## Extracted records
_ _ _ _
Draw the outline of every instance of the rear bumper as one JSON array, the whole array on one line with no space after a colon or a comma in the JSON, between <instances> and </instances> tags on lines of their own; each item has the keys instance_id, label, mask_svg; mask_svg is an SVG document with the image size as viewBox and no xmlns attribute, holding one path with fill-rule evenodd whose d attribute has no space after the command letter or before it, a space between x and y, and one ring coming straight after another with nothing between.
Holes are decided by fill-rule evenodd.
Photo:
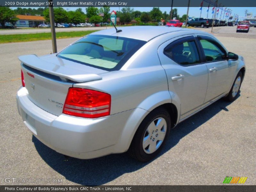
<instances>
[{"instance_id":1,"label":"rear bumper","mask_svg":"<svg viewBox=\"0 0 256 192\"><path fill-rule=\"evenodd\" d=\"M19 113L29 130L50 148L81 159L125 152L130 143L122 143L123 141L120 138L129 121L132 120L131 116L135 113L137 116L143 116L147 112L136 108L93 119L63 114L57 116L35 105L28 99L27 94L26 88L20 88L17 101ZM136 127L133 126L128 129L135 130Z\"/></svg>"}]
</instances>

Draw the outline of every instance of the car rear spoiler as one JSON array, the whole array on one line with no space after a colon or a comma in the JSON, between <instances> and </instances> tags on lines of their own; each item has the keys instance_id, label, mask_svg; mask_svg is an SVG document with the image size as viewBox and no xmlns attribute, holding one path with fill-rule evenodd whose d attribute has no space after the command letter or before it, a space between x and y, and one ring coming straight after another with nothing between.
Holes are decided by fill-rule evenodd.
<instances>
[{"instance_id":1,"label":"car rear spoiler","mask_svg":"<svg viewBox=\"0 0 256 192\"><path fill-rule=\"evenodd\" d=\"M41 59L36 55L23 55L19 57L22 63L41 71L60 77L63 81L71 80L84 82L100 80L102 77L96 74L90 74L67 66L60 66Z\"/></svg>"}]
</instances>

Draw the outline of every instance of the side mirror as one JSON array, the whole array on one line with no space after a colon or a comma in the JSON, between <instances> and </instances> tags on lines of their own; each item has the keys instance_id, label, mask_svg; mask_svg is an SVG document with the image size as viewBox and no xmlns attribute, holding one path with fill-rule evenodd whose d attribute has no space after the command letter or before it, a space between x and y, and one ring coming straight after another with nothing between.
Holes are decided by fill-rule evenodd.
<instances>
[{"instance_id":1,"label":"side mirror","mask_svg":"<svg viewBox=\"0 0 256 192\"><path fill-rule=\"evenodd\" d=\"M228 52L228 60L238 60L238 57L236 54L235 54L231 52Z\"/></svg>"}]
</instances>

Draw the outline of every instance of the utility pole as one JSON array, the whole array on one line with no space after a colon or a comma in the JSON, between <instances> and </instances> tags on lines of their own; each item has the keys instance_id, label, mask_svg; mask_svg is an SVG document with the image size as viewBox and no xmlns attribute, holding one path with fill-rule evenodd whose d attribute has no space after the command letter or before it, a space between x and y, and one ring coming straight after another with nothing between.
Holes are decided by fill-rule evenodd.
<instances>
[{"instance_id":1,"label":"utility pole","mask_svg":"<svg viewBox=\"0 0 256 192\"><path fill-rule=\"evenodd\" d=\"M172 7L171 8L171 15L170 15L170 20L172 19L172 5L173 4L173 0L172 0Z\"/></svg>"},{"instance_id":2,"label":"utility pole","mask_svg":"<svg viewBox=\"0 0 256 192\"><path fill-rule=\"evenodd\" d=\"M218 0L217 0L216 1L216 6L217 6L217 5L218 4ZM217 12L216 11L217 9L215 9L215 12L214 12L214 17L213 17L213 20L212 20L212 31L211 31L211 33L212 32L212 29L213 28L213 25L214 25L214 20L215 20L215 17L216 16L216 12Z\"/></svg>"},{"instance_id":3,"label":"utility pole","mask_svg":"<svg viewBox=\"0 0 256 192\"><path fill-rule=\"evenodd\" d=\"M186 22L185 23L185 27L187 28L187 24L188 22L188 10L189 9L190 0L188 0L188 10L187 11L187 16L186 17Z\"/></svg>"},{"instance_id":4,"label":"utility pole","mask_svg":"<svg viewBox=\"0 0 256 192\"><path fill-rule=\"evenodd\" d=\"M244 19L245 19L245 19L246 19L246 14L247 14L247 13L248 12L248 10L247 10L247 9L246 10L245 10L244 11L244 13L245 13L245 15L244 16Z\"/></svg>"},{"instance_id":5,"label":"utility pole","mask_svg":"<svg viewBox=\"0 0 256 192\"><path fill-rule=\"evenodd\" d=\"M51 33L52 34L52 44L53 53L57 52L57 44L56 43L56 33L55 32L55 25L54 22L53 3L52 0L48 0L49 3L49 14L51 24Z\"/></svg>"}]
</instances>

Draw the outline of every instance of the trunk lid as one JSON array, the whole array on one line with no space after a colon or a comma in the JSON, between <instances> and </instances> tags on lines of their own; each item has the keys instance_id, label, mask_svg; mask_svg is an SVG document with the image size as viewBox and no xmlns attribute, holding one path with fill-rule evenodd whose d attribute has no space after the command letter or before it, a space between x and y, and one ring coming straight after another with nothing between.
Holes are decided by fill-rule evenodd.
<instances>
[{"instance_id":1,"label":"trunk lid","mask_svg":"<svg viewBox=\"0 0 256 192\"><path fill-rule=\"evenodd\" d=\"M62 113L69 87L77 83L100 80L106 71L69 61L52 54L19 57L29 99L56 116Z\"/></svg>"}]
</instances>

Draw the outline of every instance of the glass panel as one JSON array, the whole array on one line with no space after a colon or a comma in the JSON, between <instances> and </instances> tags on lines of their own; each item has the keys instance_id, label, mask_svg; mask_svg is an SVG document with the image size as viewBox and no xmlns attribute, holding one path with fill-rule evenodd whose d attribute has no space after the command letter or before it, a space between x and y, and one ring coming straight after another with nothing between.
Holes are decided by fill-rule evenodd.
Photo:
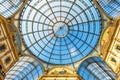
<instances>
[{"instance_id":1,"label":"glass panel","mask_svg":"<svg viewBox=\"0 0 120 80\"><path fill-rule=\"evenodd\" d=\"M90 0L32 0L23 11L20 30L26 48L45 62L79 61L99 40L102 19Z\"/></svg>"},{"instance_id":2,"label":"glass panel","mask_svg":"<svg viewBox=\"0 0 120 80\"><path fill-rule=\"evenodd\" d=\"M112 18L120 16L120 0L98 0L98 3Z\"/></svg>"},{"instance_id":3,"label":"glass panel","mask_svg":"<svg viewBox=\"0 0 120 80\"><path fill-rule=\"evenodd\" d=\"M0 0L0 14L11 17L22 5L24 0Z\"/></svg>"}]
</instances>

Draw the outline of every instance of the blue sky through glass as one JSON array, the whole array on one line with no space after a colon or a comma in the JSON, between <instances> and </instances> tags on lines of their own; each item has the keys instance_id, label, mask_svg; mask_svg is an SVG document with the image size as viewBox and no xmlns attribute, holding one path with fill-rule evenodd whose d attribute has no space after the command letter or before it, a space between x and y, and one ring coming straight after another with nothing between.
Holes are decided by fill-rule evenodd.
<instances>
[{"instance_id":1,"label":"blue sky through glass","mask_svg":"<svg viewBox=\"0 0 120 80\"><path fill-rule=\"evenodd\" d=\"M69 64L95 48L101 22L90 0L33 0L21 13L20 30L31 54L51 64Z\"/></svg>"}]
</instances>

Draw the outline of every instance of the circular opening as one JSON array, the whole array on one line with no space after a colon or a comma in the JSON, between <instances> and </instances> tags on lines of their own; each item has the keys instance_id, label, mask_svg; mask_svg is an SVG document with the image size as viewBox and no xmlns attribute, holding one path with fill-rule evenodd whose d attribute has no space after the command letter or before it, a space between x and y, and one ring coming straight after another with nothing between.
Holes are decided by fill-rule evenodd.
<instances>
[{"instance_id":1,"label":"circular opening","mask_svg":"<svg viewBox=\"0 0 120 80\"><path fill-rule=\"evenodd\" d=\"M63 38L69 32L68 26L63 22L57 22L53 27L53 32L56 37Z\"/></svg>"}]
</instances>

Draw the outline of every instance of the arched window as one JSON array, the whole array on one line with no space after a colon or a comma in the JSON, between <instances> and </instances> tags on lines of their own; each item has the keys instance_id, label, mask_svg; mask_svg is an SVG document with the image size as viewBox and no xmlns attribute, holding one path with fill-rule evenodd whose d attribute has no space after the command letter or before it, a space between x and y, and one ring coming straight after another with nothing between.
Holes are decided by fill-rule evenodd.
<instances>
[{"instance_id":1,"label":"arched window","mask_svg":"<svg viewBox=\"0 0 120 80\"><path fill-rule=\"evenodd\" d=\"M43 72L39 62L24 56L7 72L5 80L36 80Z\"/></svg>"},{"instance_id":2,"label":"arched window","mask_svg":"<svg viewBox=\"0 0 120 80\"><path fill-rule=\"evenodd\" d=\"M120 16L120 0L98 0L98 3L112 18Z\"/></svg>"},{"instance_id":3,"label":"arched window","mask_svg":"<svg viewBox=\"0 0 120 80\"><path fill-rule=\"evenodd\" d=\"M115 80L116 78L100 57L91 57L83 61L78 68L78 74L84 80Z\"/></svg>"}]
</instances>

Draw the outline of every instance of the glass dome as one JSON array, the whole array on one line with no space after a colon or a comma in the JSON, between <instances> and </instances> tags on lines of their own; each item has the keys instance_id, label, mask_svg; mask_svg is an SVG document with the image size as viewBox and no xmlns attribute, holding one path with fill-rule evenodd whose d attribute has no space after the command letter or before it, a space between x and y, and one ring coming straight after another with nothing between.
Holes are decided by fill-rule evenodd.
<instances>
[{"instance_id":1,"label":"glass dome","mask_svg":"<svg viewBox=\"0 0 120 80\"><path fill-rule=\"evenodd\" d=\"M120 16L120 0L98 0L98 3L110 17Z\"/></svg>"},{"instance_id":2,"label":"glass dome","mask_svg":"<svg viewBox=\"0 0 120 80\"><path fill-rule=\"evenodd\" d=\"M0 14L5 18L12 16L22 5L24 0L0 0Z\"/></svg>"},{"instance_id":3,"label":"glass dome","mask_svg":"<svg viewBox=\"0 0 120 80\"><path fill-rule=\"evenodd\" d=\"M20 31L26 48L40 60L70 64L94 50L101 22L91 0L32 0L21 13Z\"/></svg>"}]
</instances>

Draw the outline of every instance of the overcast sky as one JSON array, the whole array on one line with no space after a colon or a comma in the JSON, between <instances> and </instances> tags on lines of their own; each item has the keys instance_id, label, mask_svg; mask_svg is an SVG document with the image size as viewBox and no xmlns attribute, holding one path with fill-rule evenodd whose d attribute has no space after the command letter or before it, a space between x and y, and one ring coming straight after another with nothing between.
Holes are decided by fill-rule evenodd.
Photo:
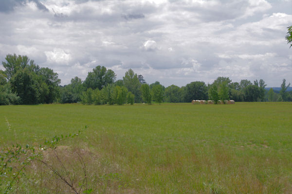
<instances>
[{"instance_id":1,"label":"overcast sky","mask_svg":"<svg viewBox=\"0 0 292 194\"><path fill-rule=\"evenodd\" d=\"M98 65L149 84L292 84L292 0L0 0L0 61L26 55L84 80ZM4 70L2 66L0 69Z\"/></svg>"}]
</instances>

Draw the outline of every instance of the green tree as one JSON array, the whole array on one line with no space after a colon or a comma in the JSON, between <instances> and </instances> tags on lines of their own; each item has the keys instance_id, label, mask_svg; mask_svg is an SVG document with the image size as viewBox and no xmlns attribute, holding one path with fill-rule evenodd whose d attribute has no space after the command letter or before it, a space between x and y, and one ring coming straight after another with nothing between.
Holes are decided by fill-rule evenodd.
<instances>
[{"instance_id":1,"label":"green tree","mask_svg":"<svg viewBox=\"0 0 292 194\"><path fill-rule=\"evenodd\" d=\"M30 59L27 56L17 56L16 54L7 54L5 59L6 62L2 61L2 65L5 69L6 74L9 80L12 78L18 70L23 70L30 63ZM32 63L34 63L33 61Z\"/></svg>"},{"instance_id":2,"label":"green tree","mask_svg":"<svg viewBox=\"0 0 292 194\"><path fill-rule=\"evenodd\" d=\"M122 80L122 79L119 79L118 80L117 80L115 82L114 84L116 86L120 86L121 87L122 86L125 86L124 85L124 82L123 81L123 80Z\"/></svg>"},{"instance_id":3,"label":"green tree","mask_svg":"<svg viewBox=\"0 0 292 194\"><path fill-rule=\"evenodd\" d=\"M152 96L150 92L149 85L147 84L142 84L142 86L141 86L141 92L143 100L147 103L148 105L151 105Z\"/></svg>"},{"instance_id":4,"label":"green tree","mask_svg":"<svg viewBox=\"0 0 292 194\"><path fill-rule=\"evenodd\" d=\"M267 85L265 84L265 81L261 79L259 80L259 82L258 82L257 79L256 80L254 81L254 84L259 87L260 94L259 98L261 101L263 101L265 98L265 91L266 91L265 88Z\"/></svg>"},{"instance_id":5,"label":"green tree","mask_svg":"<svg viewBox=\"0 0 292 194\"><path fill-rule=\"evenodd\" d=\"M0 84L0 105L18 105L20 98L11 91L9 83Z\"/></svg>"},{"instance_id":6,"label":"green tree","mask_svg":"<svg viewBox=\"0 0 292 194\"><path fill-rule=\"evenodd\" d=\"M35 64L30 66L31 68L35 66ZM37 68L38 66L36 66ZM48 87L48 93L44 96L44 102L46 103L52 103L54 102L59 95L59 85L61 80L58 78L58 74L54 72L53 70L48 68L41 68L39 71L35 72L37 75L41 78L43 87Z\"/></svg>"},{"instance_id":7,"label":"green tree","mask_svg":"<svg viewBox=\"0 0 292 194\"><path fill-rule=\"evenodd\" d=\"M139 79L139 81L141 84L146 84L146 82L142 75L139 75L138 76L138 79Z\"/></svg>"},{"instance_id":8,"label":"green tree","mask_svg":"<svg viewBox=\"0 0 292 194\"><path fill-rule=\"evenodd\" d=\"M123 77L124 85L128 90L135 95L135 102L140 102L141 84L139 81L137 74L131 69L129 69L125 73Z\"/></svg>"},{"instance_id":9,"label":"green tree","mask_svg":"<svg viewBox=\"0 0 292 194\"><path fill-rule=\"evenodd\" d=\"M108 84L101 89L101 97L105 103L110 105L115 103L117 95L115 88L115 86L113 84Z\"/></svg>"},{"instance_id":10,"label":"green tree","mask_svg":"<svg viewBox=\"0 0 292 194\"><path fill-rule=\"evenodd\" d=\"M239 88L240 89L244 89L245 87L248 86L252 85L253 84L250 81L247 79L243 79L240 81L239 83Z\"/></svg>"},{"instance_id":11,"label":"green tree","mask_svg":"<svg viewBox=\"0 0 292 194\"><path fill-rule=\"evenodd\" d=\"M260 97L260 91L257 86L248 85L244 88L243 92L246 102L257 102Z\"/></svg>"},{"instance_id":12,"label":"green tree","mask_svg":"<svg viewBox=\"0 0 292 194\"><path fill-rule=\"evenodd\" d=\"M81 101L85 87L81 79L76 76L71 79L71 83L62 87L60 90L62 103L75 103Z\"/></svg>"},{"instance_id":13,"label":"green tree","mask_svg":"<svg viewBox=\"0 0 292 194\"><path fill-rule=\"evenodd\" d=\"M217 88L219 88L223 82L225 82L227 85L229 85L231 83L231 80L229 77L218 77L217 79L214 80L213 84L215 84L217 86Z\"/></svg>"},{"instance_id":14,"label":"green tree","mask_svg":"<svg viewBox=\"0 0 292 194\"><path fill-rule=\"evenodd\" d=\"M58 97L60 80L48 68L40 68L26 56L8 54L2 62L12 92L25 104L51 103Z\"/></svg>"},{"instance_id":15,"label":"green tree","mask_svg":"<svg viewBox=\"0 0 292 194\"><path fill-rule=\"evenodd\" d=\"M116 77L112 70L107 70L106 67L98 66L93 69L92 72L88 72L84 85L87 88L101 90L107 85L114 83Z\"/></svg>"},{"instance_id":16,"label":"green tree","mask_svg":"<svg viewBox=\"0 0 292 194\"><path fill-rule=\"evenodd\" d=\"M181 102L180 87L174 85L169 86L165 90L166 102L169 103L178 103Z\"/></svg>"},{"instance_id":17,"label":"green tree","mask_svg":"<svg viewBox=\"0 0 292 194\"><path fill-rule=\"evenodd\" d=\"M98 89L96 88L93 90L91 96L94 105L103 105L104 102L101 97L101 92Z\"/></svg>"},{"instance_id":18,"label":"green tree","mask_svg":"<svg viewBox=\"0 0 292 194\"><path fill-rule=\"evenodd\" d=\"M236 102L242 102L244 101L244 94L242 90L231 89L230 90L230 99Z\"/></svg>"},{"instance_id":19,"label":"green tree","mask_svg":"<svg viewBox=\"0 0 292 194\"><path fill-rule=\"evenodd\" d=\"M163 102L164 92L162 86L160 84L154 86L151 89L151 92L153 100L156 102L160 104Z\"/></svg>"},{"instance_id":20,"label":"green tree","mask_svg":"<svg viewBox=\"0 0 292 194\"><path fill-rule=\"evenodd\" d=\"M128 94L128 89L124 86L119 87L116 86L115 87L115 101L118 105L123 105L126 103L127 100L127 95Z\"/></svg>"},{"instance_id":21,"label":"green tree","mask_svg":"<svg viewBox=\"0 0 292 194\"><path fill-rule=\"evenodd\" d=\"M268 100L269 102L273 102L274 101L274 96L275 92L271 88L271 89L268 92Z\"/></svg>"},{"instance_id":22,"label":"green tree","mask_svg":"<svg viewBox=\"0 0 292 194\"><path fill-rule=\"evenodd\" d=\"M287 44L291 44L290 47L292 47L292 26L290 26L287 28L288 32L285 38L287 41Z\"/></svg>"},{"instance_id":23,"label":"green tree","mask_svg":"<svg viewBox=\"0 0 292 194\"><path fill-rule=\"evenodd\" d=\"M225 100L229 100L229 88L227 84L226 81L223 81L219 84L218 88L219 99L224 103Z\"/></svg>"},{"instance_id":24,"label":"green tree","mask_svg":"<svg viewBox=\"0 0 292 194\"><path fill-rule=\"evenodd\" d=\"M209 90L209 98L210 100L213 100L215 104L218 104L219 100L218 89L217 86L215 84L212 85Z\"/></svg>"},{"instance_id":25,"label":"green tree","mask_svg":"<svg viewBox=\"0 0 292 194\"><path fill-rule=\"evenodd\" d=\"M203 82L193 82L185 86L185 102L208 98L207 86Z\"/></svg>"},{"instance_id":26,"label":"green tree","mask_svg":"<svg viewBox=\"0 0 292 194\"><path fill-rule=\"evenodd\" d=\"M288 94L286 92L287 88L290 86L290 83L289 83L287 86L286 86L286 79L283 79L283 82L281 84L281 90L280 90L280 95L282 97L282 99L284 101L287 101L288 100Z\"/></svg>"},{"instance_id":27,"label":"green tree","mask_svg":"<svg viewBox=\"0 0 292 194\"><path fill-rule=\"evenodd\" d=\"M89 88L82 92L81 102L83 105L92 105L93 103L93 90L91 88Z\"/></svg>"},{"instance_id":28,"label":"green tree","mask_svg":"<svg viewBox=\"0 0 292 194\"><path fill-rule=\"evenodd\" d=\"M238 90L240 89L239 87L239 83L238 82L232 82L229 85L229 88L230 89L234 89Z\"/></svg>"}]
</instances>

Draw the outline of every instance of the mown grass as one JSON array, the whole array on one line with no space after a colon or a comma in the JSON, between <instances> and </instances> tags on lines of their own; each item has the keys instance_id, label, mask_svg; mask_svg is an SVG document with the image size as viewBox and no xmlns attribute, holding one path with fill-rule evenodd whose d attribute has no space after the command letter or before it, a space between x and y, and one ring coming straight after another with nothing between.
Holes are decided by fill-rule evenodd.
<instances>
[{"instance_id":1,"label":"mown grass","mask_svg":"<svg viewBox=\"0 0 292 194\"><path fill-rule=\"evenodd\" d=\"M2 106L0 115L1 145L88 125L64 145L87 150L94 193L292 193L291 103Z\"/></svg>"}]
</instances>

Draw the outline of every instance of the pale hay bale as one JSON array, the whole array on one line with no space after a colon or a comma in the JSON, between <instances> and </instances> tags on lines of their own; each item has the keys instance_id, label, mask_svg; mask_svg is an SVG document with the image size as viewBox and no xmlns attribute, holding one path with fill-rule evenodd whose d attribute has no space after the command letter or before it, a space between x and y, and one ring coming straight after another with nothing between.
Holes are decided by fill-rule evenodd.
<instances>
[{"instance_id":1,"label":"pale hay bale","mask_svg":"<svg viewBox=\"0 0 292 194\"><path fill-rule=\"evenodd\" d=\"M205 104L205 101L204 100L201 100L201 101L200 101L200 105L204 105Z\"/></svg>"},{"instance_id":2,"label":"pale hay bale","mask_svg":"<svg viewBox=\"0 0 292 194\"><path fill-rule=\"evenodd\" d=\"M214 105L214 101L213 101L213 100L208 100L208 104L209 104L209 105Z\"/></svg>"},{"instance_id":3,"label":"pale hay bale","mask_svg":"<svg viewBox=\"0 0 292 194\"><path fill-rule=\"evenodd\" d=\"M233 100L230 100L228 101L227 103L228 105L234 105L235 104L235 101Z\"/></svg>"}]
</instances>

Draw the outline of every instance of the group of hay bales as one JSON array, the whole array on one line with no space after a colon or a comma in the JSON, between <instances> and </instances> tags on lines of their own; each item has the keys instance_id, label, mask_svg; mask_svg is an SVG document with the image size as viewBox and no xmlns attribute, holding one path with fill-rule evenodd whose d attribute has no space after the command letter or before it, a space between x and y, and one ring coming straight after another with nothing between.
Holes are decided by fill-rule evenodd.
<instances>
[{"instance_id":1,"label":"group of hay bales","mask_svg":"<svg viewBox=\"0 0 292 194\"><path fill-rule=\"evenodd\" d=\"M193 105L214 105L214 101L213 100L193 100L192 101L192 104ZM223 105L224 104L227 105L234 105L235 104L235 101L233 100L225 100L223 102L223 101L219 100L218 101L218 104L219 105Z\"/></svg>"}]
</instances>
_ _ _ _
## Problem to work on
Return every line of the items above that contains the word "spoiler". Copy each such line in full and in its original order.

## Answer in full
Draw the outline of every instance of the car rear spoiler as one JSON array, the whole array on one line with no space after a colon or a comma in the JSON, between <instances> and </instances> tags on lines of their own; each item has the keys instance_id, label, mask_svg; mask_svg is an SVG document with the image size as viewBox and no xmlns attribute, holding one path with fill-rule evenodd whose d attribute has no space after the command letter or before it, a space between x and y, and one ring coming straight after another with nothing between.
[{"instance_id":1,"label":"car rear spoiler","mask_svg":"<svg viewBox=\"0 0 256 192\"><path fill-rule=\"evenodd\" d=\"M41 59L36 55L23 55L19 57L22 63L41 71L60 77L63 81L71 80L84 82L100 80L102 77L96 74L90 74L67 66L60 66Z\"/></svg>"}]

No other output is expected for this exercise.